• **EXERCISE REQUIREMENTS**: Transcribe all of the entries below exactly. Leave out the pictures.
◇ ◇ ◇
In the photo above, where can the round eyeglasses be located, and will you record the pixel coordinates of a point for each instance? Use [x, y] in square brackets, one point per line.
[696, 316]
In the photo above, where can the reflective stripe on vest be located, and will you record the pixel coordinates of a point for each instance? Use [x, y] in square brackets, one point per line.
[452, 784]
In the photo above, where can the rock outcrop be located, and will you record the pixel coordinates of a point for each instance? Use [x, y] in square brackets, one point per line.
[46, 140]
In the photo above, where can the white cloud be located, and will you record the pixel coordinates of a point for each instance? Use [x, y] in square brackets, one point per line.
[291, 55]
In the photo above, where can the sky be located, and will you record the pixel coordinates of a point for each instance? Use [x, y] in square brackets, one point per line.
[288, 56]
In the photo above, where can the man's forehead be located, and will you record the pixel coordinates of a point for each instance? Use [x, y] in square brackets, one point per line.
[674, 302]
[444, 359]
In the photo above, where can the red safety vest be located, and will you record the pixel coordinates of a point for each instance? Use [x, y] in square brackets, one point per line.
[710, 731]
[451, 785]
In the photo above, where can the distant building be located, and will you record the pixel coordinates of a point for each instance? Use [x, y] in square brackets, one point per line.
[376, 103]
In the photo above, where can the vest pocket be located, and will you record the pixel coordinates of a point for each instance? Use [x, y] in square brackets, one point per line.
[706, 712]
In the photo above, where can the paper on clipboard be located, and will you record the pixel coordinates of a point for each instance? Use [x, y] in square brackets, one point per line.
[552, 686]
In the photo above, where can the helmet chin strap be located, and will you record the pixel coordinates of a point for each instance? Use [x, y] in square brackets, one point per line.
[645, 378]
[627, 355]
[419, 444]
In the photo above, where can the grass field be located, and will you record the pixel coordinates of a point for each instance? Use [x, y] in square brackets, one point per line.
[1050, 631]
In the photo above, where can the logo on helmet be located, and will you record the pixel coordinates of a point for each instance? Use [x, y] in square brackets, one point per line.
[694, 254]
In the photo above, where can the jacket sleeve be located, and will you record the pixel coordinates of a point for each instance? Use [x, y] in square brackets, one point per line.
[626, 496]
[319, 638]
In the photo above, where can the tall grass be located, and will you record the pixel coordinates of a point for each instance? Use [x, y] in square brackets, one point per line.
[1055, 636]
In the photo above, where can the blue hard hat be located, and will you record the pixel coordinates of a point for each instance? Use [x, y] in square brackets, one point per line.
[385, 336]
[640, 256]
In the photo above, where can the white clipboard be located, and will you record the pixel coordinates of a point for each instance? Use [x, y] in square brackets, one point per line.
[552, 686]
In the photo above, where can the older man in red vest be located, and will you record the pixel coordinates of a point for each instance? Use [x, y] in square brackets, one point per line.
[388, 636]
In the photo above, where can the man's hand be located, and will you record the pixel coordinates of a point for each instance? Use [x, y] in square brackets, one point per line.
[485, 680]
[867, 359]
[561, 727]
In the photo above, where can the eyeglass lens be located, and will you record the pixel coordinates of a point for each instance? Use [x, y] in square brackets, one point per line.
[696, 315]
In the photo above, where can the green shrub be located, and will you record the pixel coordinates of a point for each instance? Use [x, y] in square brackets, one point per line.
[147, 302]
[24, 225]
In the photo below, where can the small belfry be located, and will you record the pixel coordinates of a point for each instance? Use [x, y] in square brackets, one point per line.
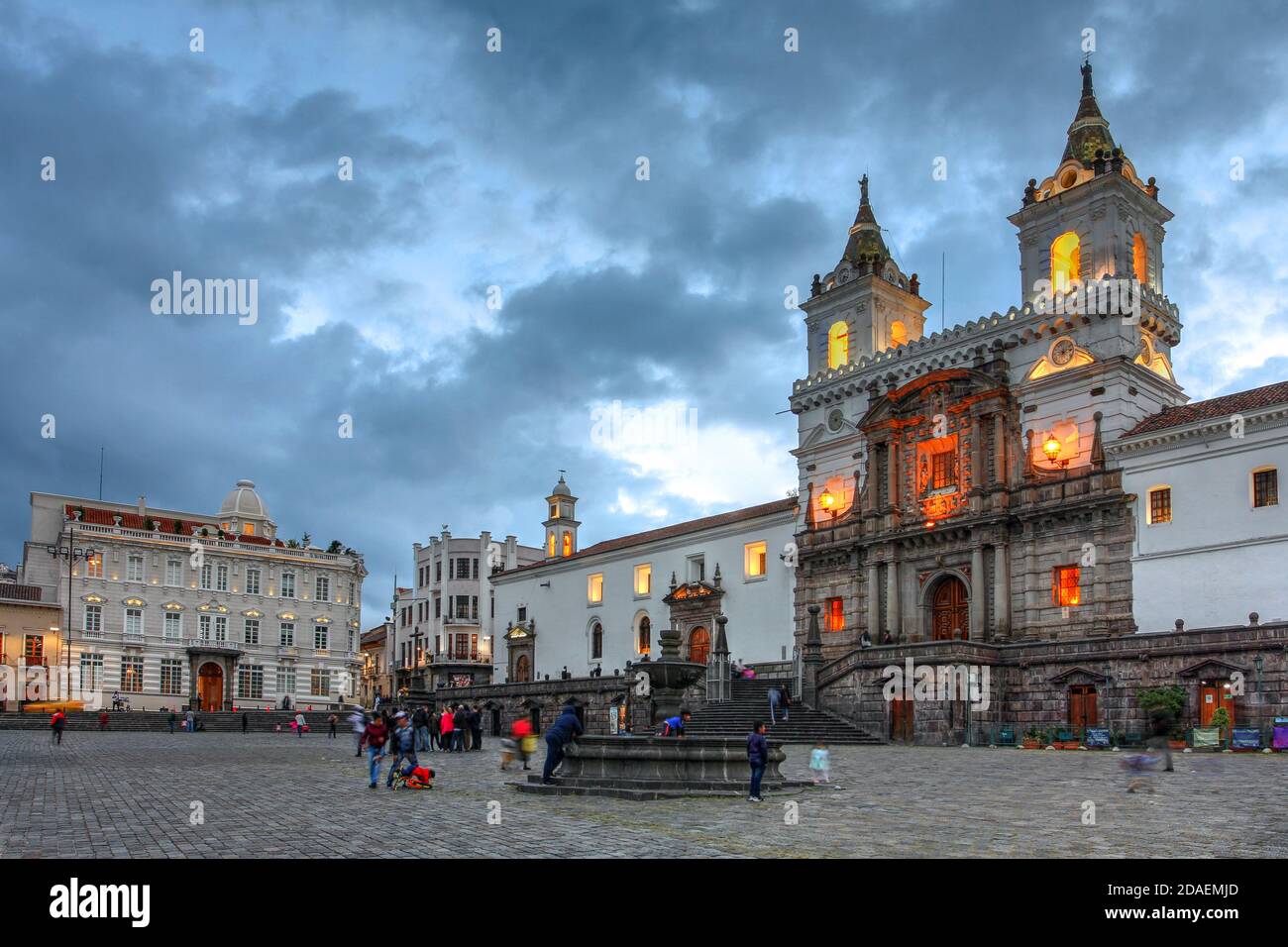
[562, 523]
[866, 304]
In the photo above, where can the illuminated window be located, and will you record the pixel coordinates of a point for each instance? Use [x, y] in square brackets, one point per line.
[1065, 261]
[835, 615]
[1160, 505]
[1265, 487]
[837, 344]
[1138, 258]
[1064, 585]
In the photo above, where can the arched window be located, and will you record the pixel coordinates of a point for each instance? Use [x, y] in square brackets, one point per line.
[837, 344]
[1065, 261]
[1138, 258]
[898, 334]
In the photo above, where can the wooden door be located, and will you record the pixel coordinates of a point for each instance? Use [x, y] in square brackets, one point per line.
[1082, 705]
[901, 720]
[951, 609]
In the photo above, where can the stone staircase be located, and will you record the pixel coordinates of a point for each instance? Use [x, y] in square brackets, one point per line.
[153, 722]
[750, 701]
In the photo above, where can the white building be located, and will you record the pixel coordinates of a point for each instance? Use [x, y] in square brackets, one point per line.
[603, 605]
[1211, 535]
[445, 625]
[211, 609]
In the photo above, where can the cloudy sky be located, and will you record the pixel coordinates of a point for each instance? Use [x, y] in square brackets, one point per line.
[496, 270]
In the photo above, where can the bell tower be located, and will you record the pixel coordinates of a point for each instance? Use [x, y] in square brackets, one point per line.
[866, 304]
[562, 523]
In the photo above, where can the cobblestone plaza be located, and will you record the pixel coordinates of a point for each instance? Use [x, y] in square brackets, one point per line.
[141, 795]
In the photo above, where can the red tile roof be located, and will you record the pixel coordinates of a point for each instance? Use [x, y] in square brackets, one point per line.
[638, 539]
[1227, 405]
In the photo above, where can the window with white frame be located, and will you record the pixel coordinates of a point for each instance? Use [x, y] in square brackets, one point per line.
[250, 682]
[132, 674]
[171, 676]
[91, 672]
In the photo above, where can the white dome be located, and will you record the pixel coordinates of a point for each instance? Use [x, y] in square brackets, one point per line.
[244, 501]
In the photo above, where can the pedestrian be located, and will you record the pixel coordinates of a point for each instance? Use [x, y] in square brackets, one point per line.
[360, 727]
[433, 723]
[565, 729]
[460, 727]
[420, 722]
[820, 763]
[674, 725]
[403, 745]
[1160, 725]
[375, 735]
[446, 724]
[758, 757]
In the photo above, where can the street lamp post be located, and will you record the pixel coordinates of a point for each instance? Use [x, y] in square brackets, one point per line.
[71, 552]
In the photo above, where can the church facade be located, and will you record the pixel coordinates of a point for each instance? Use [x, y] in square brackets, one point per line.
[967, 495]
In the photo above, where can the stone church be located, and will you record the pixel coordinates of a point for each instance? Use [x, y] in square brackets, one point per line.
[957, 500]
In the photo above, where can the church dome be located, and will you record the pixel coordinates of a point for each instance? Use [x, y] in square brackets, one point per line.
[244, 501]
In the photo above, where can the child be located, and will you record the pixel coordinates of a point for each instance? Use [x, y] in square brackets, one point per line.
[819, 761]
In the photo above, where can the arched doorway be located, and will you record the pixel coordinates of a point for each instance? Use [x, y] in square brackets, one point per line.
[699, 644]
[949, 609]
[210, 686]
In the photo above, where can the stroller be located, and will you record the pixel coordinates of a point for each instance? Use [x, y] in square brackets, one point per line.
[412, 777]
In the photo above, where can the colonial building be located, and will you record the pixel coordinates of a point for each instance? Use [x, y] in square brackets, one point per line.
[445, 625]
[206, 609]
[591, 611]
[975, 496]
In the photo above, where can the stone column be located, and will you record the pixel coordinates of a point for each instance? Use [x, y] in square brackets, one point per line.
[893, 598]
[875, 600]
[1001, 591]
[977, 594]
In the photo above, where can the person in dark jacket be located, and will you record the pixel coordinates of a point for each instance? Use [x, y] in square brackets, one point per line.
[758, 755]
[460, 723]
[562, 732]
[404, 748]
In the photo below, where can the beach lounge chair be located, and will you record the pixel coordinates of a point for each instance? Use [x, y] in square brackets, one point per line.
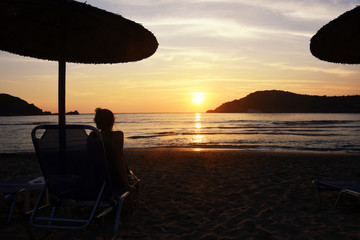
◇ ◇ ◇
• **RESULT**:
In the photo above, where can the round eyeglasses be located, and will you record the pixel coordinates of a point for each instance? Use [x, y] in square brackets, one point per line.
[696, 316]
In the photo above, where can the reflective stripe on vest be located, and will you record the pixel coordinates of a point for each instance? Use [x, y] in square brackets, one point per line.
[452, 784]
In the photo above, where can the rock outcrop be located, and will you record the pixel coordinates of a point for each instance? Use [x, y] in square brackets, one point per line.
[46, 140]
In the photo above, where can the white cloud be located, and will you record the pixel coordinates of a point for each instance? Use [x, y] in square brackets, one point per line.
[291, 55]
In the photo above, where can the sky be located, and will you record the pixel coordinates of a point for each instance? Use [x, y] in square brackets, one point per line.
[288, 56]
In the photo above, where can the man's forehead be located, and will you record the pixel coordinates of a point for each instance? Use [x, y] in square brackets, one point per line.
[674, 302]
[444, 359]
In the photo above, where can the red safety vest be located, and will you record the pixel coordinates of a point for each instance? Use [x, y] in square brackets, one point per line.
[710, 731]
[451, 785]
In the photo above, where can the distant building be located, and will you record the pixel coordinates of a point for each instance? Use [x, y] in square brackets, one point per line.
[376, 103]
In the photo above, where can the vest pocket be located, and will you record the pixel coordinates of a point for each instance? Use [x, y] in square brackets, one point per line.
[706, 712]
In the photo above, where can the paper on clipboard be located, and will you record the pixel coordinates of a point for each instance? Use [x, y] in square brackets, one point per line.
[552, 686]
In the photo above, where can the helmet chin strap be located, and will you record the pixel coordinates of a point for each instance? Use [x, y] in square brackets, one point per line.
[645, 378]
[627, 355]
[419, 444]
In the photo above, where can the grass field be located, and will you record the pixel coordinates of a point for each instance? Use [x, y] in square brackets, one point per line.
[1050, 631]
In the photo above, where can the logo on helmet be located, and will you record the pixel coordinates of a point for each instance? Use [x, y] in square brackets, one point per line.
[694, 254]
In the photo above, where can the jacket sleeve be located, and will you record the pixel coordinates of a point for each instance? Use [x, y] in square brackets, one point per line.
[626, 496]
[319, 638]
In the photo above, where can the tall grass be located, and will you record the pixel coordinates of a point for each instance? Use [x, y] in square brackets, one point per line.
[1055, 636]
In the photo above, where can the blue hard hat be located, and will you record the pixel coordinates of a point for each instance? Use [x, y] in square brackets, one point per line.
[385, 336]
[640, 256]
In the photo above, where can the white clipboard be located, and will you record the pixel coordinates of a point for each instance? Use [x, y] in square brackets, one point per line.
[552, 686]
In the photo above, where can the older man in red vest be located, and will you record the pixel coordinates of a point for each instance? Use [x, y] in square brackets, one point per line.
[388, 636]
In the photo above, where can the man's hand be located, and will you record the pixel coordinates of a point for each instance? Use [x, y] in square brackets, one point per line.
[485, 680]
[867, 359]
[561, 727]
In the photo above, where can the eyeglass lens be located, and will you record the pixel coordinates of a point for each instance? Use [x, y] in square brackets, one point per line.
[696, 315]
In the photo above, where can the green shrub be located, and will you record the pixel coordinates of a point for each instance? Use [x, y] in square brackets, one point per line.
[147, 302]
[24, 225]
In the photo below, where can the small belfry be located, and will you record the pixel coordinates of a point for each instance? Use [x, y] in square brackets, one point per line.
[562, 523]
[866, 304]
In the photo above, where can the illuminated window be located, and will you record the pixel coordinates of a point for each instance? Use [x, y] in square brackets, one point per line.
[1065, 261]
[835, 615]
[1160, 505]
[1265, 487]
[837, 344]
[1138, 258]
[1064, 585]
In the photo above, where can the arched window be located, and will you record the pixel coordinates of a point for each instance? Use [x, y] in square brackets, one point per line.
[837, 344]
[1065, 261]
[1138, 258]
[898, 334]
In the photo above, where can the wooden door be located, and will you record the pixel coordinates of a point for each instance? Use [x, y] in square brackets, one point per line.
[1082, 705]
[901, 720]
[951, 609]
In the photo above, where can the stone staircase be located, and will you record the pixel coordinates of a point for each instance? Use [x, y] in square brackets, one point per line.
[153, 722]
[750, 701]
In the photo above, where can the white building be located, and will you record the pixel coordinates of a point for each instance? Use [x, y] in square brackets, one point per line.
[603, 605]
[1211, 535]
[445, 625]
[211, 609]
In the photo above, where can the cloudy sky be located, and will you record the pixel coordinates of a point for each instance? Use [x, y] in square brackets, one point per line.
[496, 270]
In the photo above, where can the bell tower be located, and will you record the pixel coordinates of a point for each instance? Use [x, y] in square brackets, one point per line.
[866, 304]
[562, 523]
In the photo above, where can the cobblestone plaza be located, and will you record the pixel coordinates of a point for each instance? Use [x, y] in square brackets, one point per line.
[141, 795]
In the photo above, where can the red tile roof be located, and will you record the pixel coordinates of a point for each instance? Use [x, y] in square brackets, one point per line.
[638, 539]
[1227, 405]
In the photo above, where can the window with white frame be located, and will you record the pixel coordinates of a point for each instance? Use [x, y] in square brackets, one point per line.
[250, 682]
[132, 674]
[171, 676]
[91, 672]
In the photo above, where can the white dome be located, and will you record the pixel coordinates of a point for each instance? Use [x, y] in square brackets, one point per line.
[244, 501]
In the photo above, where can the pedestrian be located, and will you record the pixel coordinates of a point for each instance? Use [x, y] in square brackets, one point per line.
[360, 727]
[433, 723]
[565, 729]
[460, 727]
[420, 722]
[820, 763]
[674, 725]
[403, 745]
[1160, 725]
[375, 735]
[446, 724]
[758, 757]
In the photo above, where can the street lamp post be located, and will you record the pixel coordinates of a point for each instance? Use [x, y] in square brackets, one point per line.
[71, 552]
In the photo above, where can the church facade be located, and will you record the pixel coordinates of a point for each instance? Use [x, y] in square brackets, one point per line.
[967, 495]
In the photo above, where can the stone church be located, and will you record the pixel coordinates of a point for each instance? Use [x, y] in square brackets, one point per line.
[957, 500]
In the photo above, where can the church dome be located, and will you record the pixel coordinates of a point for each instance? Use [x, y] in square brackets, one point per line.
[244, 501]
In the photo above, where can the child be located, and will you record the pixel coordinates of a point for each instance? Use [x, y] in square brackets, one point per line.
[819, 761]
In the photo above, where can the arched doorway be located, and will you record the pixel coordinates of a point for each instance? Use [x, y] in square brackets, one point per line.
[699, 644]
[949, 609]
[210, 686]
In the photo above, where can the stroller be located, and will you record the pixel coordinates of a point for each instance? Use [x, y] in square brackets, one point per line.
[412, 777]
In the photo above, where can the colonial building be located, and will you record the pixel coordinates of a point for each instance? Use [x, y] in square brackets, one point per line.
[445, 625]
[206, 609]
[591, 611]
[975, 496]
In the photo above, where can the stone column be located, and will you record the pixel coordinates of a point for each instance? Use [x, y] in square brackets, one point per line.
[893, 598]
[875, 600]
[1001, 591]
[977, 594]
In the photo above, where can the person in dark jacket be located, and will you record the pixel coordinates of a point for each instance? Use [x, y] in square brackets, one point per line.
[758, 755]
[460, 723]
[562, 732]
[404, 748]
In the photo below, where can the beach lounge chair be located, and will you record the pixel coordinates of a point for each instance? Use [x, y] in square brackets, one point per line.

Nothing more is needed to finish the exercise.